• **Required actions**
1. For each statement, decide from the naproxen nanosome study summary whether it agrees with the text, and answer yes or no with the deciding words quoted from the text: (a) the nanosomal formulation was centrifuged for 45 minutes; (b) all 15 Staphylococcus aureus strains were methicillin resistant; (c) the absorbance of the supernatant was read at 370 nm.
2. Write what comes next in the naproxen nanosome study summary, beginning after its last sentence.

• **Text shown**
──────────────────────────────
Methods: Nanosomes containing naproxen were synthesized by thin layer hydration method. The confinement efficiency is indicative of the drug encapsulated in the nanosystem structure relative to the drug used. For this purpose, the nanonosomal formulation was first centrifuged at 4 ° C at 14000 g for 45 minutes. The nanosystem containing the drug precipitates and the free drug remains in the supernatant. The absorbance of the supernatant sample at 270 nm was read by a spectrophotometer and the amount of free drug was calculated from the initial value.
The Physico-chemical characteristics of prepared nanoniosome encapsulated naproxen was determined using scanning electron microscopy (SEM), Dynamic light scattering (DLS). The in vitro drug release study was done using dialysis bag (6). The Staphylococcus aureus strains were recovered from 100 clinical samples and their antibiotic resistance patterns were studied using disk diffusion method. The antibacterial activity of nanoniosome loaded naproxen and free naproxen were investigated using well diffusion and micro-dilution methods (7). The icaB biofilm gene expression analysis in S. aureus isolates which are treated with nanoniosome loaded naproxen and free naproxen were examined using Real Time PCR methods (8).
Draw diagrams and Statistical analysis was performed by GraphPad Prism software version 7 and SPSS version 23, and one-way analysis of variance was used for statistical analysis and p <0.05 was considered significant.
Results: In this study, using different molar ratios of surfactant, cholesterol and drug, different formulations of nanosystems containing naproxen were synthesized. The optimal niosome size synthesis was measured by DLS method. The results of electron microscopy (SEM) show that the synthesized nanonosomes have a spherical structure. In this study, the dialysis bag method was used to evaluate the drug release pattern. Figure 2 shows the pattern of naproxen release from nanosystems and free naproxen over 72 hours.
Out of 100 clinical specimens, 15 specimens of Staphylococcus aureus were isolated and identified using microbiological methods. The results of antibiotic resistance profile test showed that out of 15 strains, 10 strains were methicillin resistant (MRSA).
──────────────────────────────
• **Data**
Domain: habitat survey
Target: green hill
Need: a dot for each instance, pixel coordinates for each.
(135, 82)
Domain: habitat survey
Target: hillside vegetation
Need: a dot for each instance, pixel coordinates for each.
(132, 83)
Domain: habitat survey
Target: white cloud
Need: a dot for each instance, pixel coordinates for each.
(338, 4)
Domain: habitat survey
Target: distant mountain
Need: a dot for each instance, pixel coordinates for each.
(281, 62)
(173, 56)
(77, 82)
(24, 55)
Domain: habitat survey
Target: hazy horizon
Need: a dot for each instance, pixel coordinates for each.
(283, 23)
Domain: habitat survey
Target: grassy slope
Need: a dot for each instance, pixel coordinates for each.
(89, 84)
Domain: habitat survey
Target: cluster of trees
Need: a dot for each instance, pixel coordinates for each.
──────────────────────────────
• **Results by task**
1.
(a) Yes: "the nanonosomal formulation was first centrifuged at 4 ° C at 14000 g for 45 minutes"
(b) No: "out of 15 strains, 10 strains were methicillin resistant (MRSA)"
(c) No: "The absorbance of the supernatant sample at 270 nm was read by a spectrophotometer"

2.
The antibacterial activity of nanoniosome encapsulated naproxen and free naproxen showed that the MIC was reduced by 2 to 4 times. The results of the well diffusion method showed that nanoniosomes containing naproxen had more significant antimicrobial power than free naproxen, so that the diameter of the growth inhibition zone increased with increasing nanosystem concentration. Real-Time PCR was used to evaluate the effect of nanoniosoms containing naproxen and free naproxen on icaB biofilm gene expression in Staphylococcus aureus strains. Also, after treating Staphylococcus aureus strains with naproxen-containing nanosystem sub-inhibitory concentration, it was shown that the expression of icaB gene was significantly reduced compared to the 16S rRNA reference gene (p <0.05).
Conclusion: In this study, naproxen was encapsulated as a drug compound in the nanoniosome structure and its physical and chemical properties including size, morphology, drug enclosure percentage and drug release were studied. The results of this study showed that the synthesized nanoniosome in the optimal formulation had a spherical shape, the average size was 125.3 nm with a confinement percentage of 66.84%. Drug release results also showed that naproxen in the formulated form in nanonosomes has a much slower release pattern than free naproxen, which is a suitable feature of a drug delivery system. The results of the antimicrobial test showed that naproxen-containing nanoniosome had more significant antimicrobial effects than free naproxen compared to free naproxen, reducing the MIC by 2 to 4 times. One of the antimicrobial mechanisms of nanoniosome containing naproxen is the fusion of nanoniosome with bacterial cell membranes, which can deliberately release the drug into the cytoplasm of the cell and cause bacterial cell death (10). The results of this study showed that nanoparticles containing naproxen have more significant anti-biofilm effects than free naproxen compared to free naproxen and can significantly reduce the expression of biofilm gene (11). One of the reasons for the anti-biofilm effects of naproxen-containing nanosystems is the greater penetration of naproxen-containing nanosystems into the biofilm structure, which can cause the death of bacteria, a decrease in the number of bacteria, and the conversion of biofilms into planktonic cells (12).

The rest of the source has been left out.